Rewrite the stretch of lines from the start through the line containing "M 117 12 L 129", changing "photo" to "image" and keeping everything else the same. Omit the pictures from your answer.

Provided records =>

-------------------------

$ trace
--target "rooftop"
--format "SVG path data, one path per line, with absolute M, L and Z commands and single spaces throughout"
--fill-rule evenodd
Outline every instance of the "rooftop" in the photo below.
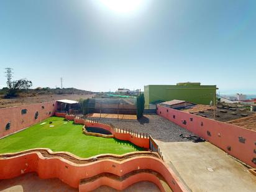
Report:
M 207 105 L 195 105 L 190 109 L 184 109 L 183 111 L 190 112 L 204 117 L 214 119 L 214 107 Z M 217 106 L 215 109 L 215 120 L 228 122 L 242 117 L 250 117 L 255 112 L 249 111 L 245 108 L 232 108 Z M 245 122 L 246 124 L 246 122 Z
M 256 130 L 256 113 L 249 117 L 242 117 L 226 122 L 248 129 Z

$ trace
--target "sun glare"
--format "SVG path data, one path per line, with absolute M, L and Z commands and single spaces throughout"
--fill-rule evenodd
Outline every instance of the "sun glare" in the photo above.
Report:
M 117 12 L 129 12 L 140 8 L 145 0 L 101 0 L 109 9 Z

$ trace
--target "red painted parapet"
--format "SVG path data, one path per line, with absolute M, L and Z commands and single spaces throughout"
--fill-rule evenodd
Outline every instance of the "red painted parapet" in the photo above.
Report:
M 162 192 L 165 192 L 164 187 L 159 178 L 153 174 L 141 173 L 130 176 L 124 181 L 114 180 L 111 177 L 104 176 L 96 179 L 93 181 L 87 183 L 81 183 L 79 185 L 79 191 L 93 191 L 103 185 L 110 186 L 117 190 L 122 191 L 129 186 L 140 181 L 150 181 L 155 183 Z M 171 191 L 171 190 L 170 190 Z
M 157 114 L 256 167 L 255 131 L 164 106 L 158 106 L 157 109 Z
M 126 131 L 124 129 L 117 129 L 115 127 L 111 127 L 109 125 L 104 124 L 99 122 L 96 122 L 93 121 L 85 120 L 79 117 L 76 117 L 74 119 L 75 124 L 83 124 L 87 127 L 99 127 L 107 130 L 114 135 L 114 137 L 122 140 L 127 140 L 133 143 L 134 145 L 145 148 L 149 148 L 149 137 L 144 134 L 135 134 L 129 131 Z M 116 129 L 116 131 L 115 130 Z
M 54 153 L 50 150 L 48 151 L 50 152 L 49 153 Z M 75 155 L 70 155 L 69 153 L 68 154 L 73 156 L 73 158 L 79 158 Z M 81 158 L 79 159 L 81 160 Z M 63 182 L 76 188 L 78 188 L 80 181 L 81 179 L 89 178 L 104 173 L 109 173 L 122 176 L 139 169 L 150 170 L 158 173 L 174 191 L 187 191 L 186 187 L 175 173 L 160 158 L 153 156 L 135 156 L 121 161 L 110 158 L 102 160 L 99 158 L 95 162 L 85 164 L 77 164 L 60 157 L 45 157 L 39 152 L 28 152 L 27 153 L 17 153 L 15 155 L 10 155 L 9 153 L 5 156 L 1 155 L 0 157 L 0 173 L 1 173 L 0 180 L 12 178 L 24 173 L 35 171 L 42 179 L 58 178 Z M 155 178 L 144 175 L 143 177 L 142 175 L 140 175 L 140 177 L 131 177 L 121 185 L 128 186 L 136 181 L 140 181 L 142 178 L 145 181 L 152 181 L 158 185 Z M 98 181 L 98 183 L 96 184 L 89 185 L 89 183 L 87 186 L 88 189 L 93 189 L 103 185 L 115 188 L 120 187 L 121 183 L 107 183 L 106 181 L 109 181 L 109 180 Z M 88 191 L 88 190 L 85 188 L 84 186 L 81 186 L 81 189 Z
M 56 106 L 56 101 L 50 101 L 0 109 L 0 138 L 48 118 L 53 115 Z

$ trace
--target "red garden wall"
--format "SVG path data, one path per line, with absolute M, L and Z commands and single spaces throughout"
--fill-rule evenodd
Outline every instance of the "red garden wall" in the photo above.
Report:
M 157 114 L 209 140 L 244 163 L 256 167 L 255 131 L 182 111 L 161 106 L 157 107 Z
M 76 157 L 74 155 L 74 158 Z M 153 157 L 134 157 L 121 162 L 105 159 L 87 164 L 76 164 L 59 157 L 45 158 L 38 152 L 4 158 L 0 158 L 0 180 L 12 178 L 26 173 L 36 171 L 41 178 L 58 178 L 73 188 L 78 188 L 81 179 L 91 178 L 103 173 L 109 173 L 121 176 L 138 169 L 152 170 L 159 173 L 174 191 L 187 191 L 175 173 L 168 168 L 162 160 Z M 140 176 L 142 176 L 142 175 Z M 153 182 L 162 189 L 160 182 L 157 181 L 155 178 L 152 178 L 152 176 L 147 175 L 144 175 L 143 178 L 134 176 L 126 180 L 123 183 L 123 186 L 128 186 L 142 180 Z M 95 189 L 103 185 L 115 188 L 120 188 L 120 183 L 109 183 L 104 181 L 98 182 L 99 183 L 89 183 L 81 186 L 80 189 L 82 191 L 88 191 L 89 189 Z
M 53 115 L 56 102 L 51 101 L 17 107 L 0 109 L 0 138 L 27 128 Z M 22 109 L 27 109 L 22 114 Z M 24 110 L 23 111 L 25 111 Z M 39 115 L 35 119 L 35 114 Z M 6 124 L 10 122 L 10 129 L 6 130 Z

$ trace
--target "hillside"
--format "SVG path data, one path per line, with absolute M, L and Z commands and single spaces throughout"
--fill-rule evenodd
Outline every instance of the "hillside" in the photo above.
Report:
M 94 96 L 92 92 L 73 88 L 63 89 L 46 88 L 21 91 L 18 97 L 11 99 L 4 98 L 5 93 L 5 90 L 0 90 L 0 108 L 63 99 L 78 101 L 80 98 L 86 99 Z

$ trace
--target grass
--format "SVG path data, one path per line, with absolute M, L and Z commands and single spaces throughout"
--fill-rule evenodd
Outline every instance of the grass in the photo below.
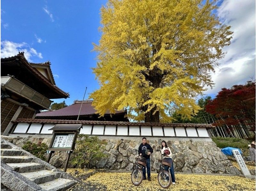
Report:
M 248 140 L 237 138 L 230 137 L 212 137 L 212 141 L 217 147 L 220 149 L 228 147 L 238 148 L 242 150 L 248 150 L 248 145 L 251 144 L 251 142 Z

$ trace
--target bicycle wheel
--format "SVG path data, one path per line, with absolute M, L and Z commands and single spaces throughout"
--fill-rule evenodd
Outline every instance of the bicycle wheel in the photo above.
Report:
M 168 188 L 172 183 L 171 175 L 166 171 L 161 171 L 158 173 L 157 179 L 159 184 L 164 188 Z
M 141 183 L 143 179 L 142 171 L 139 169 L 135 169 L 132 172 L 132 182 L 134 186 L 139 186 Z

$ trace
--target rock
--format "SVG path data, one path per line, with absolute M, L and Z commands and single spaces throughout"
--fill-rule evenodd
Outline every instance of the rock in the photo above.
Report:
M 107 163 L 106 167 L 109 168 L 114 164 L 116 160 L 116 156 L 114 155 L 111 155 L 108 159 L 108 160 Z
M 187 172 L 190 173 L 192 172 L 192 171 L 190 168 L 188 168 L 187 166 L 184 166 L 182 169 L 181 171 L 183 172 Z
M 124 169 L 128 165 L 128 163 L 129 161 L 127 158 L 125 157 L 124 158 L 124 160 L 121 163 L 121 165 L 120 165 L 120 168 L 122 169 Z
M 109 151 L 110 153 L 114 154 L 115 155 L 117 156 L 119 154 L 119 151 L 117 150 L 116 150 L 115 149 L 112 149 Z
M 200 145 L 197 146 L 197 152 L 202 153 L 204 152 L 204 148 L 202 146 Z
M 178 153 L 175 161 L 176 169 L 177 171 L 181 171 L 185 164 L 185 156 L 181 153 Z
M 119 147 L 119 145 L 117 143 L 116 143 L 116 144 L 115 145 L 115 147 L 114 147 L 114 149 L 117 150 L 118 149 L 118 148 Z
M 216 151 L 214 150 L 210 150 L 209 151 L 209 154 L 215 157 L 216 156 Z
M 194 150 L 195 151 L 196 151 L 196 147 L 192 144 L 190 144 L 188 145 L 188 149 L 191 150 Z
M 216 153 L 216 159 L 219 161 L 224 160 L 228 159 L 227 156 L 222 152 L 217 151 Z
M 216 147 L 217 146 L 216 143 L 214 142 L 209 141 L 208 142 L 208 145 L 212 147 Z
M 197 166 L 193 168 L 192 172 L 194 173 L 204 173 L 204 169 L 201 167 Z
M 195 156 L 196 156 L 200 159 L 201 159 L 203 157 L 203 154 L 202 154 L 202 153 L 199 153 L 198 152 L 194 151 L 191 151 L 191 152 L 192 153 L 192 154 L 193 155 L 195 155 Z
M 112 147 L 112 143 L 111 142 L 109 142 L 108 143 L 108 145 L 107 145 L 106 147 L 106 149 L 105 149 L 107 151 L 109 151 L 110 149 Z
M 118 162 L 121 162 L 123 160 L 124 157 L 123 157 L 123 155 L 118 155 L 118 156 L 117 157 L 117 159 L 116 159 L 117 161 Z
M 197 164 L 199 162 L 199 159 L 196 156 L 191 156 L 188 158 L 187 162 L 190 165 L 194 166 Z
M 57 168 L 60 168 L 64 164 L 64 161 L 59 156 L 54 156 L 51 159 L 50 164 Z
M 180 142 L 178 141 L 173 141 L 173 144 L 175 145 L 179 145 Z
M 233 166 L 226 168 L 226 172 L 227 173 L 231 174 L 240 174 L 240 172 L 238 169 Z
M 119 145 L 119 148 L 121 147 L 121 148 L 123 148 L 123 147 L 124 147 L 124 143 L 123 142 L 122 142 L 121 144 L 120 144 L 120 145 Z
M 119 148 L 119 152 L 120 153 L 123 154 L 123 155 L 124 156 L 127 156 L 127 151 L 126 150 L 123 149 L 122 148 Z
M 118 170 L 120 169 L 120 164 L 119 163 L 116 163 L 109 168 L 111 170 Z
M 134 142 L 130 142 L 129 143 L 129 144 L 130 147 L 132 148 L 134 148 L 134 147 L 135 147 L 135 143 Z

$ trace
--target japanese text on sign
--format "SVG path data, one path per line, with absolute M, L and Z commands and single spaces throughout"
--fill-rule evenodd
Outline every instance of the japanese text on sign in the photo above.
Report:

-------------------------

Complete output =>
$ trace
--target "rooftop"
--format "SVG path data, one path per line, with absolute M, L and Z commands and single spaces throughout"
--fill-rule evenodd
Outline every instance of the "rooftop" in the image below.
Report:
M 207 105 L 195 105 L 190 109 L 184 109 L 183 111 L 190 112 L 204 117 L 214 119 L 214 107 Z M 217 106 L 215 109 L 215 120 L 228 122 L 242 117 L 250 117 L 255 112 L 249 111 L 245 108 L 232 108 Z M 245 122 L 246 124 L 246 122 Z
M 256 130 L 256 113 L 249 117 L 242 117 L 226 122 L 248 129 Z

$ trace
--target "sun glare"
--format "SVG path data, one path per line, with absolute M, L and Z commands and single spaces throughout"
--fill-rule evenodd
Outline every instance of the "sun glare" in the image above.
Report:
M 117 12 L 129 12 L 140 8 L 145 0 L 101 0 L 109 9 Z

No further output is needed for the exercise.